Goal: Turn everything from the line containing "Task: set one pin on each instance of the television" down to the end of the rows below into a JSON list of strings, with one string per line and blank lines left out.

Excerpted data:
▬▬▬

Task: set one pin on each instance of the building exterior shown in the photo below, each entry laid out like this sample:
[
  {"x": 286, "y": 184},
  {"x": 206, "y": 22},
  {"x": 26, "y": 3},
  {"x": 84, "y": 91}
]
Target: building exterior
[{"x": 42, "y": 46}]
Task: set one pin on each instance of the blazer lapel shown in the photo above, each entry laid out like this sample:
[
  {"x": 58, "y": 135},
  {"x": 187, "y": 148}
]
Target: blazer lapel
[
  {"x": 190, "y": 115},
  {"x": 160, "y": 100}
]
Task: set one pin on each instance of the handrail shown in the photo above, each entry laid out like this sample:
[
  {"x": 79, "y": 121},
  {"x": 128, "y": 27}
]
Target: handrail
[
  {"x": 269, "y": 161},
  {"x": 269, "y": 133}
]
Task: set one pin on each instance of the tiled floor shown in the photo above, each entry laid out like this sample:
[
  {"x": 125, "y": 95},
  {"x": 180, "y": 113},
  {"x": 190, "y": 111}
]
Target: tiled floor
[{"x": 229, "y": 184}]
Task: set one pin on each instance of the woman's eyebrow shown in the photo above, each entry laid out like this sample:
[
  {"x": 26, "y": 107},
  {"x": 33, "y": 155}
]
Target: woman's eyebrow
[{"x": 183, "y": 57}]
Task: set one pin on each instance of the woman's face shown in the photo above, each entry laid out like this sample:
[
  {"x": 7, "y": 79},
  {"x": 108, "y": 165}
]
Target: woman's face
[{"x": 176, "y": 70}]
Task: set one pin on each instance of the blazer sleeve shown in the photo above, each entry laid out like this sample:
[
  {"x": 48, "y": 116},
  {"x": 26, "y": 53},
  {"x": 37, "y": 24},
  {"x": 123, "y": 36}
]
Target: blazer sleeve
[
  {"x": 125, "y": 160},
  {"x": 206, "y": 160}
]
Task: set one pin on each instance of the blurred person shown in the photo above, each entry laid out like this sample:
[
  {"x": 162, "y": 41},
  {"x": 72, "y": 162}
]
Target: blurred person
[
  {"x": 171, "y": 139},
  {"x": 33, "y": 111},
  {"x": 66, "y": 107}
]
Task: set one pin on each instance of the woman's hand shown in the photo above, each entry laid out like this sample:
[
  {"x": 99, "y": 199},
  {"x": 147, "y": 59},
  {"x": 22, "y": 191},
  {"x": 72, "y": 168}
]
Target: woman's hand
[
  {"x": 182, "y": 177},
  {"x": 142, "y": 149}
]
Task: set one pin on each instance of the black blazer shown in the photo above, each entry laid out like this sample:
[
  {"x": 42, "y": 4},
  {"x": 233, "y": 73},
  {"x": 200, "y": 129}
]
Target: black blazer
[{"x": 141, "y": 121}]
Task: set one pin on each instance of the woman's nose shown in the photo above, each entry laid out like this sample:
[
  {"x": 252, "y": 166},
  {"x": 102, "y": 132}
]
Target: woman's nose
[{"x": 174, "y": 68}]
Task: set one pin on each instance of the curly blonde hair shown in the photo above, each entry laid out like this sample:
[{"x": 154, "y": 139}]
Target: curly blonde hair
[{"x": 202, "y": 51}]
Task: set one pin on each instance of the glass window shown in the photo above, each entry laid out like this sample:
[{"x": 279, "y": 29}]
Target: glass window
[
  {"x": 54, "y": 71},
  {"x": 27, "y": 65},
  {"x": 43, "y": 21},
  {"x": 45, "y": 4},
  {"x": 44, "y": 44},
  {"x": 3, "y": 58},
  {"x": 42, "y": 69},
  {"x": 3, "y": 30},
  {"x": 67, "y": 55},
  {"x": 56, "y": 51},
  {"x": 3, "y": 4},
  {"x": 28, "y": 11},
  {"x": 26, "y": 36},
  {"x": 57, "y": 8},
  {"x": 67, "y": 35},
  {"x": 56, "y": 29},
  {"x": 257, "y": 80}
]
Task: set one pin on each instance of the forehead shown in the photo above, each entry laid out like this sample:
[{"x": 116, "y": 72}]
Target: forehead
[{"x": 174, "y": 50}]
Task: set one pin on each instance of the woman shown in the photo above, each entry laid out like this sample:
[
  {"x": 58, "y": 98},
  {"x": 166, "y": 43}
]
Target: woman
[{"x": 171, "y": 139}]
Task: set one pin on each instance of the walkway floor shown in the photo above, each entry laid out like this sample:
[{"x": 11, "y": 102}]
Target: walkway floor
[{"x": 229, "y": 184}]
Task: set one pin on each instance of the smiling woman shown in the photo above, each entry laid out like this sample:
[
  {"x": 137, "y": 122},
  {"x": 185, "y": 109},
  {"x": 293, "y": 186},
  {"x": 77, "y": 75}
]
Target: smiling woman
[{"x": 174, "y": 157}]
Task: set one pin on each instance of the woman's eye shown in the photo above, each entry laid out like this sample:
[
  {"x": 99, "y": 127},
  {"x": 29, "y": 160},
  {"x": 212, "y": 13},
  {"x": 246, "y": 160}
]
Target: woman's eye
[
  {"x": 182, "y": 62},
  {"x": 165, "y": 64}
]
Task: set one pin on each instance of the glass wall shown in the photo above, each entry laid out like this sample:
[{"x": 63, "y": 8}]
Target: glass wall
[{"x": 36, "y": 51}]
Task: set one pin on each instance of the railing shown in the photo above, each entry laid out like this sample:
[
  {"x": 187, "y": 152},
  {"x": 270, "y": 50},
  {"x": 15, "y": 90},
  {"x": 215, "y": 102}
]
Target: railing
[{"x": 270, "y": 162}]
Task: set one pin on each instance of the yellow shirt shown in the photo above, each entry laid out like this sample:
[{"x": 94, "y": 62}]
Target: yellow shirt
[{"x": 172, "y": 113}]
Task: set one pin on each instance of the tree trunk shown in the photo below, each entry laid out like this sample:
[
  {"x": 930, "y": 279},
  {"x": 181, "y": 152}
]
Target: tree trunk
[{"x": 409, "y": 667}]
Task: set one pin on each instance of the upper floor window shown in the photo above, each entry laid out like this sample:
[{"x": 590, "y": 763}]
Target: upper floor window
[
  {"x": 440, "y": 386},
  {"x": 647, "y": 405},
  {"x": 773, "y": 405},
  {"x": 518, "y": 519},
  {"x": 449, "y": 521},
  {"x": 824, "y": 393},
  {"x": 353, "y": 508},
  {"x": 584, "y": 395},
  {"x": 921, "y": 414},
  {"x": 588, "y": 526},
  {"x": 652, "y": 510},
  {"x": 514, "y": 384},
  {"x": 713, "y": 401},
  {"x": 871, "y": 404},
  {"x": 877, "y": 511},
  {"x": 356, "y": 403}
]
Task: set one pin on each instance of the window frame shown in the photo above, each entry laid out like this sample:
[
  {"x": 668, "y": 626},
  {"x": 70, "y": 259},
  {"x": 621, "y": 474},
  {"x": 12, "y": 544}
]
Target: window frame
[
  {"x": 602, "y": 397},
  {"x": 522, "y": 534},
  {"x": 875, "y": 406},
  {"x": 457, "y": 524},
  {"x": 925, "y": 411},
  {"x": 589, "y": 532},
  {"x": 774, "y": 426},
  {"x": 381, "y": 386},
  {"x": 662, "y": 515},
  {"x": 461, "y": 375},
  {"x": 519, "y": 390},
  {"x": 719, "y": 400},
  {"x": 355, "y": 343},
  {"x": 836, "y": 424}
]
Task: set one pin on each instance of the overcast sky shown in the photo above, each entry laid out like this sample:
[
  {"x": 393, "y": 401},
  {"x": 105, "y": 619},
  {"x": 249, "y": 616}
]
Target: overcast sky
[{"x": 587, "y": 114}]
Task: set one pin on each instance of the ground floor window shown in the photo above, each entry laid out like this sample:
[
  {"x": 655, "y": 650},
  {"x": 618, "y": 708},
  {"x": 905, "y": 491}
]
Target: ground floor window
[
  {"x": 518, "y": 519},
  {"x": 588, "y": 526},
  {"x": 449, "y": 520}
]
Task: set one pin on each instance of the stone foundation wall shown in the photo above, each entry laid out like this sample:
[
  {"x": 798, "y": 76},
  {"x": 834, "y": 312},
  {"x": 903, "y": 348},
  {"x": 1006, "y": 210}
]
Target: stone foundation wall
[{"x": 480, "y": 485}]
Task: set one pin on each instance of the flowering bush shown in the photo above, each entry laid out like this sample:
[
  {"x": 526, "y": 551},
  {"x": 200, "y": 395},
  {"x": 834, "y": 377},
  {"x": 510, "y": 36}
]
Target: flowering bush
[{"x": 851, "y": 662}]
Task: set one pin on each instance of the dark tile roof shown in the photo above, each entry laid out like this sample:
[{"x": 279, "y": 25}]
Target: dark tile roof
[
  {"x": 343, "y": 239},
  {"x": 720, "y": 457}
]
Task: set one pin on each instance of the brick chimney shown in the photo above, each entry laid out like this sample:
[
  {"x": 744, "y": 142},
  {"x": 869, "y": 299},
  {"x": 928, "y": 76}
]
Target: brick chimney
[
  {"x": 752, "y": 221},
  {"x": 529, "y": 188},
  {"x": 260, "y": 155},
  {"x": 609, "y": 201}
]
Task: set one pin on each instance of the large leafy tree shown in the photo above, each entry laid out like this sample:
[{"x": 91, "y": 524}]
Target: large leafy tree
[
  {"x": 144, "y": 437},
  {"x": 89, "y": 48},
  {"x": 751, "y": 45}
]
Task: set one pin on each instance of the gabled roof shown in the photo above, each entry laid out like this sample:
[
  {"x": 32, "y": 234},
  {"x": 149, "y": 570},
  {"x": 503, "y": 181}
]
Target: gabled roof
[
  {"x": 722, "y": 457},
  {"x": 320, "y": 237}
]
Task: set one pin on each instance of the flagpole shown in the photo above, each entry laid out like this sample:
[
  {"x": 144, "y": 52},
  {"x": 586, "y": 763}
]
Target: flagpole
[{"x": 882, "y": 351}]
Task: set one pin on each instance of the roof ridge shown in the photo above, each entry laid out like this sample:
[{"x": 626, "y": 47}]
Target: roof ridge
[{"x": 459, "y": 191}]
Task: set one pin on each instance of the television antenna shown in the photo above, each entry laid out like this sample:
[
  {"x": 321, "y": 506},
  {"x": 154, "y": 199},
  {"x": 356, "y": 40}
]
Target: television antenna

▬▬▬

Written answer:
[
  "Task: set one pin on each instance of the television antenna shown in the photo above, each entry laid out like this sample:",
  "[",
  "  {\"x\": 321, \"y\": 506},",
  "  {\"x\": 154, \"y\": 199},",
  "  {\"x\": 356, \"y\": 40}",
  "]",
  "Target: television antenna"
]